• Work to do
Every record below should be printed exactly as given.

------ The data

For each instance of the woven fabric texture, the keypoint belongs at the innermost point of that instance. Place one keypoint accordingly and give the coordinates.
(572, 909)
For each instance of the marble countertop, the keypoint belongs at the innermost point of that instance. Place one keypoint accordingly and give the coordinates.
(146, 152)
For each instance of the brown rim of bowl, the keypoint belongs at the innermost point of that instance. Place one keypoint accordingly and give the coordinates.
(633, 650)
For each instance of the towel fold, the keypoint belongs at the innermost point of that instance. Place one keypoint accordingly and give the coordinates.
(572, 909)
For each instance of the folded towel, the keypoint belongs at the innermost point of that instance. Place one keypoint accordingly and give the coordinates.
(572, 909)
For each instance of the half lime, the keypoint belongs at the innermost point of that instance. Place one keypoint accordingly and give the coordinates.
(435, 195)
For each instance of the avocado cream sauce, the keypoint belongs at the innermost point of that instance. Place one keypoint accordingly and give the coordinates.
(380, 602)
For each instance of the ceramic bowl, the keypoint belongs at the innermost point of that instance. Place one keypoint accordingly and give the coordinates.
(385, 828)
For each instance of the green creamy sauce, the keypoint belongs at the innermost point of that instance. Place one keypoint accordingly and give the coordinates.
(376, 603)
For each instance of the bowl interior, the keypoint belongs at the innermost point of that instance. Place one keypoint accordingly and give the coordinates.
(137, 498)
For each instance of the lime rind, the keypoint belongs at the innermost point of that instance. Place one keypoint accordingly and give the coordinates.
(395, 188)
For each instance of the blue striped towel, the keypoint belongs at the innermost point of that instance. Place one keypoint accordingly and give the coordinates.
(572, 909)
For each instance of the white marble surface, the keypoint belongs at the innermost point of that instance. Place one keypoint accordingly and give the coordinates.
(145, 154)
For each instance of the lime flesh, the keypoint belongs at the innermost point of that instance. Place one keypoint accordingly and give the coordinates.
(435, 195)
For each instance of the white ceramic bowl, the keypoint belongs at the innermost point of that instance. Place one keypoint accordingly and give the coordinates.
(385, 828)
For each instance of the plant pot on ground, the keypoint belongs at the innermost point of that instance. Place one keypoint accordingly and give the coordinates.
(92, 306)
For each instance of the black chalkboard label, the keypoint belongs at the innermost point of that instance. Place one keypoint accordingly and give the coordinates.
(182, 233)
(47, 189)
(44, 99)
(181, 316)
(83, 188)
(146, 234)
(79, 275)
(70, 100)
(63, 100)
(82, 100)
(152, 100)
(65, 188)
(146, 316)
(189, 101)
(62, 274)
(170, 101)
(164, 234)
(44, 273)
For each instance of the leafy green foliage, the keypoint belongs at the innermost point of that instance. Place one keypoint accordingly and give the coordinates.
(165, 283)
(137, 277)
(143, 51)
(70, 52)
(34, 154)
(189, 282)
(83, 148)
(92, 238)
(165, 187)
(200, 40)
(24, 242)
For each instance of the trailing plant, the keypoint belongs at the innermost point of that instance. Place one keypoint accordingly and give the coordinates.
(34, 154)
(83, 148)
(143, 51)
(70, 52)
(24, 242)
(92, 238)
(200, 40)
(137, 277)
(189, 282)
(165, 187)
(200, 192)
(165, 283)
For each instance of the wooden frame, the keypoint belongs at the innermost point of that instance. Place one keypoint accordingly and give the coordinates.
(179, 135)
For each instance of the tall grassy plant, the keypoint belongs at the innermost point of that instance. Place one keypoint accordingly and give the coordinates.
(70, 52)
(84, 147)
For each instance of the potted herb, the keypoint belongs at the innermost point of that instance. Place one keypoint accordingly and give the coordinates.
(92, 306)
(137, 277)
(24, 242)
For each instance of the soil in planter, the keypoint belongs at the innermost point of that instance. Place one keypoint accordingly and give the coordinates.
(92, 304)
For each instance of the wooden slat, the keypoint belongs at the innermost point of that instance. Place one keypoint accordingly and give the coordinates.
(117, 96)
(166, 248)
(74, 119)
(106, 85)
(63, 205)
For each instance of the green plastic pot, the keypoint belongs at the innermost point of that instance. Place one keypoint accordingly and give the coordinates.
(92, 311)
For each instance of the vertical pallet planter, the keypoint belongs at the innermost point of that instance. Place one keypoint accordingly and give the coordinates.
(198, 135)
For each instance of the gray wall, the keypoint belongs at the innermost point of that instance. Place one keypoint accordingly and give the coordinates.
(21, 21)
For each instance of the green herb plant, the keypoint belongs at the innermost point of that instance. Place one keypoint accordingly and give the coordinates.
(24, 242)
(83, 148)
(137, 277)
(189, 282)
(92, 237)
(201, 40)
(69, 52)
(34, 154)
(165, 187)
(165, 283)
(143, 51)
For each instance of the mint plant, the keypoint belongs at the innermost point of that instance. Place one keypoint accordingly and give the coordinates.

------------

• Exercise solution
For each instance of the woven fabric texture, the keypoint belongs at the innermost point of that instance. Place one keypoint accordingly and give the coordinates.
(572, 909)
For each instance of the marble countertop, the keypoint belongs at the innermost point of that instance. Place one keypoint accordingly and give the coordinates.
(146, 152)
For each instance of the brown rim of bowl, the keypoint belongs at the innermost point of that instance. Place one keypoint accordingly and give the coordinates.
(633, 650)
For each instance of the towel fold, the keypoint belongs at the innermost point of that instance. Place one keypoint accordingly and give the coordinates.
(572, 909)
For each instance of the folded towel, the keypoint belongs at the innermost point of that instance. Place one keypoint accordingly and give the coordinates.
(572, 909)
For each instance of the half lime, the keypoint belongs at the innermost point of that instance. Place one keypoint accordingly and give the coordinates.
(435, 195)
For each instance of the avocado cream sauce, the keypoint belongs at the innermost point of that instance. Place one keypoint accordingly and give the coordinates.
(380, 602)
For each instance of the ceramic bowl, the keypoint belongs at the innermost point of that instance. Place one keypoint accordingly and give the coordinates.
(385, 828)
For each instance of the green creamy sauce, the keypoint belongs at the innermost point of that instance. Place one keypoint accordingly and give the coordinates.
(376, 603)
For each instance of the bowl interior, the keypoint belongs at the innermost point of that instance. Place one keypoint accordingly and give the coordinates.
(137, 498)
For each instance of the lime rind, the keypoint belongs at the innermost point of that instance. Place one keypoint accordingly and give the coordinates.
(395, 188)
For each instance of the blue striped towel, the keypoint belongs at the innermost point of that instance. Place one keypoint accordingly and give the coordinates.
(572, 909)
For each instance of the white marble surface, the keypoint belongs at the innermost point of that instance. Place one keypoint accordingly and give the coordinates.
(145, 154)
For each instance of the lime flesh, the keypoint belongs at the innermost point of that instance. Place one keypoint accordingly and give the coordinates.
(435, 195)
For each instance of the white ceramic bowl, the keypoint belongs at the innermost point of that instance. Place one keypoint accordingly and give the coordinates.
(385, 828)
For each instance of the plant pot on ground, the keypoint belongs at the innermost point of that instance. Place one keypoint accordingly and give the coordinates.
(92, 306)
For each instance of the black chalkboard label, the keypoint belongs at the innermost point of that instance. Place one keypoint accordingly and give the coordinates.
(182, 233)
(47, 189)
(44, 99)
(181, 316)
(83, 188)
(146, 234)
(79, 275)
(70, 100)
(63, 100)
(82, 100)
(152, 100)
(65, 188)
(146, 316)
(189, 101)
(62, 274)
(170, 101)
(164, 234)
(44, 273)
For each instance of the leafy green foliage, the keypoint belongs at the innermost point of that instance. Place one keypoint accordingly and give the coordinates.
(165, 283)
(137, 277)
(143, 51)
(70, 52)
(34, 154)
(189, 282)
(83, 148)
(92, 238)
(165, 187)
(200, 40)
(24, 242)
For each instance of the trailing plant, the keypoint belongs at the innermost point of that instance. Place one keypoint accordingly and give the coordinates.
(34, 154)
(83, 148)
(143, 51)
(70, 52)
(24, 242)
(92, 238)
(200, 40)
(137, 277)
(189, 282)
(165, 187)
(200, 192)
(165, 283)
For each instance of the wooden frame, the keypoint belongs at the innermost point of that instance. Place one keypoint accordingly and give the coordinates.
(179, 135)
For each instance of the tall grassy plant, the keypoint belongs at the innermost point of that instance. Place one keypoint accordingly and give the coordinates.
(70, 52)
(84, 147)
For each instance of the potted herb, the keypoint belongs at the innermost point of that instance. Place one keypoint accordingly and give the coordinates.
(92, 306)
(137, 277)
(24, 242)
For each instance of the soil in planter, the keypoint belongs at the innermost point of that instance. Place one keypoint accordingly and give the coordinates.
(92, 304)
For each instance of the wooden slat, the keypoint belongs at the innermost point of that instance. Place one keypoint accordingly and give the coordinates.
(117, 96)
(166, 248)
(74, 119)
(106, 85)
(63, 205)
For each instance of the green plastic pot, the keypoint belongs at the innermost point of that instance. Place one keypoint accordingly and give the coordinates.
(92, 311)
For each instance of the vertical pallet planter, the keypoint belongs at the innermost point of that instance. Place one keypoint accordingly and give the coordinates.
(198, 135)
For each instance of the gray wall, the keypoint belongs at the innermost point of that instance. Place one keypoint accordingly and give the coordinates.
(21, 21)
For each instance of the green herb plant, the keypoint belongs at the innermost point of that instance. Place one keypoint accordingly and give the coordinates.
(24, 242)
(83, 148)
(137, 277)
(189, 282)
(92, 237)
(201, 40)
(69, 52)
(34, 154)
(165, 187)
(165, 283)
(143, 51)
For each instance of the mint plant, the keypoint belongs at the innermost point of that instance. Place one keypoint accordingly and give the coordinates.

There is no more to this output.